WHAT IS REQUIRED>
In the records below, retype the lines from the one containing "For every instance of the rock" through the end of the records, both ends included, keeping every line as it stands. Leave the pictures out of your answer.

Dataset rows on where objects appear

* start *

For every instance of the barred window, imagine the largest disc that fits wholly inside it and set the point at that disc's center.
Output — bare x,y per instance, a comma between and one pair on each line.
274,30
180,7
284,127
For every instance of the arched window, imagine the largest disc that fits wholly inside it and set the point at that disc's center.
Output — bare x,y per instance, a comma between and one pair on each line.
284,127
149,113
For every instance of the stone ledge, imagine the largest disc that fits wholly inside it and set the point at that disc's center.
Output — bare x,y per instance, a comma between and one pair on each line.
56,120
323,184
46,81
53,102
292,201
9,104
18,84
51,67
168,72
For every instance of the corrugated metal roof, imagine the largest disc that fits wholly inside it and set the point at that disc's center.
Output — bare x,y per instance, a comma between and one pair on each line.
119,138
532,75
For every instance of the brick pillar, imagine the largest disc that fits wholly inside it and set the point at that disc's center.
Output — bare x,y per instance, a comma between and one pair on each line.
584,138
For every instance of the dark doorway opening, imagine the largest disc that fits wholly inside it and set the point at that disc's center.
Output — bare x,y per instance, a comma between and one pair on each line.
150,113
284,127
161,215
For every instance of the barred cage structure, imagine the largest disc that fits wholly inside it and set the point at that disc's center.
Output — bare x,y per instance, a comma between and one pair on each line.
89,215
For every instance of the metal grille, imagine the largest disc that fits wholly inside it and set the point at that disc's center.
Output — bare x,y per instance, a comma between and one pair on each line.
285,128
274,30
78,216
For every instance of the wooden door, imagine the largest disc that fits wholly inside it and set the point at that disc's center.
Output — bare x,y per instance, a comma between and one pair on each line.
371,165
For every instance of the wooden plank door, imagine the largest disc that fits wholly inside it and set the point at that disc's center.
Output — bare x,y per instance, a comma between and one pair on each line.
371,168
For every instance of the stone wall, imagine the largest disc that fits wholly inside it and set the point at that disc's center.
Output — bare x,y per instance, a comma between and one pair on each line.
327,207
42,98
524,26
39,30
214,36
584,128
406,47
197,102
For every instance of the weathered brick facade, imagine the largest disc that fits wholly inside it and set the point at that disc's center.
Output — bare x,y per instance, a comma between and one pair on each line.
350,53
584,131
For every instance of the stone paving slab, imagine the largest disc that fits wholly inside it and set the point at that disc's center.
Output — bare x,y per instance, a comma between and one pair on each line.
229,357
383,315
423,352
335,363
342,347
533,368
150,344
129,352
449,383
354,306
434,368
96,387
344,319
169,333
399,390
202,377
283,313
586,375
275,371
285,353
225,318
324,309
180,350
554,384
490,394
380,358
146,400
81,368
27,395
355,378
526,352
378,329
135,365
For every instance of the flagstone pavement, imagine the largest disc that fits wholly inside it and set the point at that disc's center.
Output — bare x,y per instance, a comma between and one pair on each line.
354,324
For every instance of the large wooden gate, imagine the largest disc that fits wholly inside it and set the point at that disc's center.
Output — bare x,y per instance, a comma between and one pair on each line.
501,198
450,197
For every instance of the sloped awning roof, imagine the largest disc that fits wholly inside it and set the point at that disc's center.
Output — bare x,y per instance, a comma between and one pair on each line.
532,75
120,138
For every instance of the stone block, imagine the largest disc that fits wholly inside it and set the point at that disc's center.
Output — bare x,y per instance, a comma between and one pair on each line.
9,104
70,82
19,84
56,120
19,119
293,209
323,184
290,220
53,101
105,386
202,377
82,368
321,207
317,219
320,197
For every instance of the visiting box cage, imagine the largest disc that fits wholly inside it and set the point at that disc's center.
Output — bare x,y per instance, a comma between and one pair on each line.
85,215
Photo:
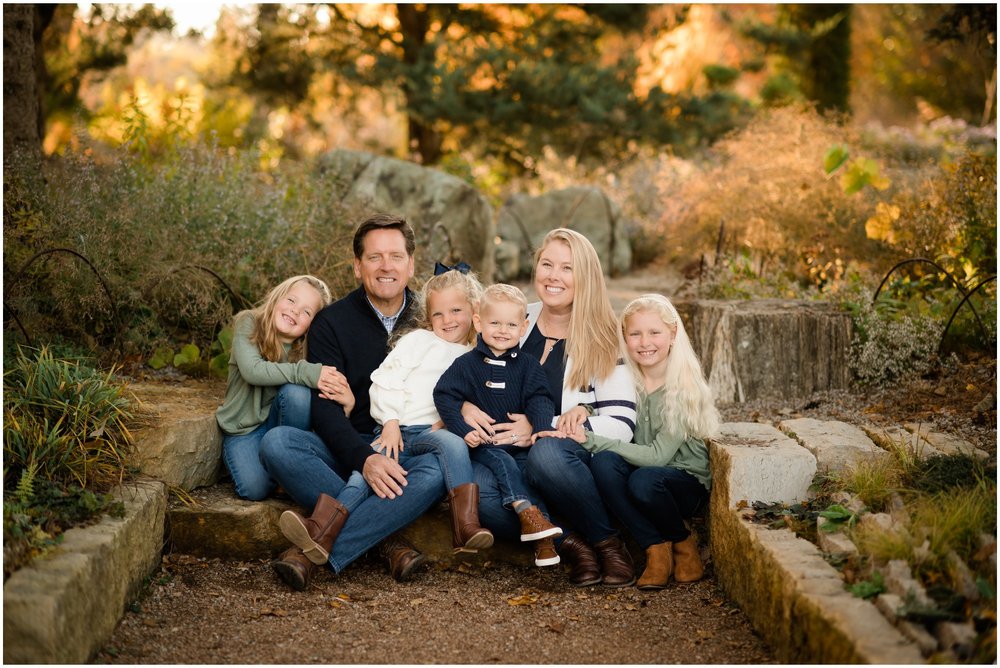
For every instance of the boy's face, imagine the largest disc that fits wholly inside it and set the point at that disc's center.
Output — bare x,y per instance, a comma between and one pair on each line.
502,325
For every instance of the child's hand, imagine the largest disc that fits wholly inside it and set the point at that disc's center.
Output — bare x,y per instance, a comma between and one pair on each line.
571,422
390,441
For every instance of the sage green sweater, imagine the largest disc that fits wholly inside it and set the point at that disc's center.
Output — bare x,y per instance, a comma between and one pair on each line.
651,444
254,381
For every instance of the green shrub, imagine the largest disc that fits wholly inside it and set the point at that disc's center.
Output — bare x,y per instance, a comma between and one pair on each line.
64,422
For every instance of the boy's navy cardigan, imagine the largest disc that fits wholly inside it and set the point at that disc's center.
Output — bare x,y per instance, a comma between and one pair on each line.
348,335
511,383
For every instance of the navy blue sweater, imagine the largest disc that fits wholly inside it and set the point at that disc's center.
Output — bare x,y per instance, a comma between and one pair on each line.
511,383
348,335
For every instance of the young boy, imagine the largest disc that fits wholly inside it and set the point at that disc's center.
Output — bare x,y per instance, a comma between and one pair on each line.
499,379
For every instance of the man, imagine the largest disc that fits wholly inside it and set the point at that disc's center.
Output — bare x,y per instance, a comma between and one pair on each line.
352,335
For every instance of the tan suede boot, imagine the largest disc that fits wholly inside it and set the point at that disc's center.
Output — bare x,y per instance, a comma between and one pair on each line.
467,535
659,566
687,560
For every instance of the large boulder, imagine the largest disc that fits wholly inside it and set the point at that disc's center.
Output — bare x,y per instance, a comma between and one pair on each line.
769,348
524,221
453,221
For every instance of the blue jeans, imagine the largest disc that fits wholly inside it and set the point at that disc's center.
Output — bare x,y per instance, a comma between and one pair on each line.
451,451
303,465
241,453
561,470
651,501
506,463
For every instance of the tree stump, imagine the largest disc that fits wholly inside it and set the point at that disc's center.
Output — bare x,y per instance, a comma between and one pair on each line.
769,348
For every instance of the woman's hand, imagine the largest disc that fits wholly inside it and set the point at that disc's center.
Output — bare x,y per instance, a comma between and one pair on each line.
333,385
390,441
572,420
516,432
478,420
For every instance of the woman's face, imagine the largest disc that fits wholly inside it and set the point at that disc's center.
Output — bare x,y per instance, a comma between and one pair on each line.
554,276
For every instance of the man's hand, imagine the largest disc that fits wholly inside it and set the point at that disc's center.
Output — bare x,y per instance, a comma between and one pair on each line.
385,476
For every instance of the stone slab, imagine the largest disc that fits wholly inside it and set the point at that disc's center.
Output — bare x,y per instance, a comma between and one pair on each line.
65,606
183,445
756,462
837,446
793,598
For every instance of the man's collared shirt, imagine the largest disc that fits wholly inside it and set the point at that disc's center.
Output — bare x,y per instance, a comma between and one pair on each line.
388,321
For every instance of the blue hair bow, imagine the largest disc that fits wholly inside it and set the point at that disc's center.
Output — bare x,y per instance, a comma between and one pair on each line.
442,268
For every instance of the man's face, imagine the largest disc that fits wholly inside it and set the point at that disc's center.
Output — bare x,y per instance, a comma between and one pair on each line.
384,268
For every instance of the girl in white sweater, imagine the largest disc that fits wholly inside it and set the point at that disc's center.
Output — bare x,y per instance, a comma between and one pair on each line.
402,396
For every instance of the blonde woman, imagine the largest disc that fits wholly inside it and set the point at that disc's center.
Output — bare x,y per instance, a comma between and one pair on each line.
573,333
657,483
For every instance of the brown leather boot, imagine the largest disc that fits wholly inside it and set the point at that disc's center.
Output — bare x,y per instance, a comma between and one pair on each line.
466,534
617,569
659,565
687,560
584,569
403,557
294,568
315,536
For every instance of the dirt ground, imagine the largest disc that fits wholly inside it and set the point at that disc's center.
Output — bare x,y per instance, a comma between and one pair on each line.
216,611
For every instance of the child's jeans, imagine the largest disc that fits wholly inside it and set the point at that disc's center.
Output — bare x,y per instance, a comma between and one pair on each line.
241,452
651,501
506,462
451,451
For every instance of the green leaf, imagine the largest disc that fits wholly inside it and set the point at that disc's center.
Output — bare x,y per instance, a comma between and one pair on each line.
835,157
161,357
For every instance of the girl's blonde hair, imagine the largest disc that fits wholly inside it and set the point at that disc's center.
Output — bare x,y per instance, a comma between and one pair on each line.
468,284
688,408
591,342
265,336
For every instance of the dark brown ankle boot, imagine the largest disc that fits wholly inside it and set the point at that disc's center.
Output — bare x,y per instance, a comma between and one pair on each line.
659,566
687,560
293,567
584,569
315,535
617,569
466,534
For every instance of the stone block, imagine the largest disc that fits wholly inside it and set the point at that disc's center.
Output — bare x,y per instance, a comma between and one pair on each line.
890,438
769,348
183,445
756,462
63,607
946,443
837,446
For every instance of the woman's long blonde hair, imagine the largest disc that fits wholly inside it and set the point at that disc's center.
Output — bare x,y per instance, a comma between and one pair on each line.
467,283
591,341
688,406
265,336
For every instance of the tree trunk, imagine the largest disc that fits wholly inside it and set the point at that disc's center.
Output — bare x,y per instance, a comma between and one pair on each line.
20,86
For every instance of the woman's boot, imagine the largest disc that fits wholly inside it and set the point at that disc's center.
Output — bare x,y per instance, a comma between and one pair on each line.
659,566
315,535
467,535
687,560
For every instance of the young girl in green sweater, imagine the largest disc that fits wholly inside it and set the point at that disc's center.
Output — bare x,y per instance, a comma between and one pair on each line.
657,482
269,379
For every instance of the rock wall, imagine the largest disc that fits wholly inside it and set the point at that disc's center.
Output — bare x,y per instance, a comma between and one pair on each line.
453,221
769,348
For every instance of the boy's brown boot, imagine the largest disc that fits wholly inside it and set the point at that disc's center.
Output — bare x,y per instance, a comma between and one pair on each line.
466,534
659,565
316,534
687,560
294,568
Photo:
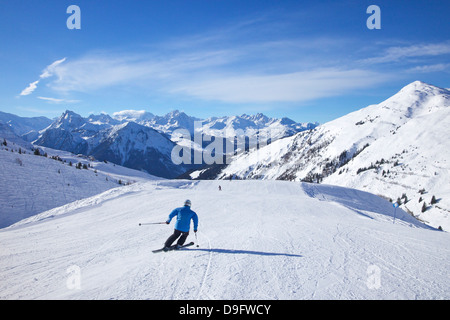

* end *

RESULT OF THE EXERCISE>
For every instance of the rock wall, imagine the largest disc that fits wholly inside it and set the point at that disc's center.
Output — bare x,y per instance, a comma between and one pair on each line.
453,221
769,348
For every instance of the boy's brown boot, imagine the largest disc that fits wholly inside it and set the point at that disc's center.
Output — bare x,y per instance, a comma between and one pair on each line.
466,534
659,565
316,534
687,560
294,568
Photo:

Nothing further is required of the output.